Wisconsin completes worst 6 months of jobs numbers under Go. Scott Walker

Over at Jake’s Eeconomic TA Funhouse, Jake has a great post outlining just how much of a failure Gov. Scott Walker has been at creating jobs.

With the June Wisconsin jobs report looming for release today, I wondered if that was playing a role in Scott Walker’s sudden desire to deflect and distract the media with lame anti-Mary Burke ads that are now being called false by Trek’s president, and constant (taxpayer-funded) trips to campaign contributors to announce “future expansions.” And it turns out I was right to be suspicious.

Turns out that the state lost 1,200 private sector jobs in June, and May was revised to show an extra 500 jobs lost in that month. This now means Wisconsin has lost private sector jobs in 4 of the 6 months of 2014- a time period that the US as a whole GAINED 1.33 MILLION private sector jobs. The only reason Wisconsin’s unemployment stayed even at 5.7% was because 7,400 people dropped out of the workforce, and now Wisconsin is only 0.4% below the US rate of 6.1% (it was 1.4% below when Walker took office in January 2011).

============================================================

Please go on with the post on Wisconsin's jobs numbers from the point where it stops. The material that comes next is separate from the post on Wisconsin's jobs numbers.

============================================================

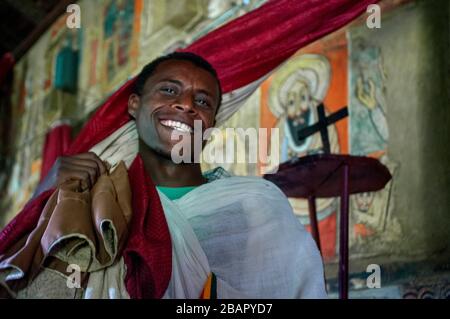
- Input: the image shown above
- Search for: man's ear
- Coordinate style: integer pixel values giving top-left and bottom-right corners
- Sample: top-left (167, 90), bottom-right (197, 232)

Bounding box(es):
top-left (128, 93), bottom-right (141, 118)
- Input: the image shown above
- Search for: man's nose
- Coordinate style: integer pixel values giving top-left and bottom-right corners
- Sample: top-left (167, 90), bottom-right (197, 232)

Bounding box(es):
top-left (172, 94), bottom-right (196, 113)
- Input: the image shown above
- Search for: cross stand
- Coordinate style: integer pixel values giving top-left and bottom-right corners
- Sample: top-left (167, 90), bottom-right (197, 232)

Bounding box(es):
top-left (264, 104), bottom-right (392, 299)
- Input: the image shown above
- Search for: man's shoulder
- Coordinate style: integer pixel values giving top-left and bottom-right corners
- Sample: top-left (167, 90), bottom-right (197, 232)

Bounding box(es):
top-left (204, 167), bottom-right (287, 200)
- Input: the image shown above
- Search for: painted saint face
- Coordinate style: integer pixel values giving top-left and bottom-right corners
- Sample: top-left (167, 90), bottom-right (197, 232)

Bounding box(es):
top-left (354, 192), bottom-right (375, 213)
top-left (285, 81), bottom-right (311, 146)
top-left (129, 60), bottom-right (219, 157)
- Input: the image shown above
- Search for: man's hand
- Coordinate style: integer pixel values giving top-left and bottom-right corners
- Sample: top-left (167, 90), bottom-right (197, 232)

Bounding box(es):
top-left (52, 152), bottom-right (106, 188)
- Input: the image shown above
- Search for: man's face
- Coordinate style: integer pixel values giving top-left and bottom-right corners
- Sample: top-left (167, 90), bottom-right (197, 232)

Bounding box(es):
top-left (128, 60), bottom-right (220, 157)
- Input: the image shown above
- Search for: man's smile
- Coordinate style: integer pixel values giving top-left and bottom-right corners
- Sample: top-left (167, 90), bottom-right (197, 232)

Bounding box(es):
top-left (159, 120), bottom-right (194, 134)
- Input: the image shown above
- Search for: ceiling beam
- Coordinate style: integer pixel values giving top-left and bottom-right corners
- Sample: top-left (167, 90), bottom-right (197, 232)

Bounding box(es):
top-left (13, 0), bottom-right (77, 62)
top-left (6, 0), bottom-right (45, 24)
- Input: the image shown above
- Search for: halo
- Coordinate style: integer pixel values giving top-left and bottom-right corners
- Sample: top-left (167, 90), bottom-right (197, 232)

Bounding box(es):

============================================================

_EXERCISE RESPONSE_
With the bad June report coming while the rest of the country was thriving (263,000 private sector jobs added, and 288,000 overall), the Walker jobs gap has jumped quite a bit higher. Wisconsin is now nearly 66,000 private sector jobs below what we’d have if we’d kept up with the US pace, and 56,000 jobs in the hole overall.

As Jake went on to note in his post, it’s worth noting Gov. Walker’s 2014 job failure has come despite the fact that two rounds of income tax cuts have taken effect.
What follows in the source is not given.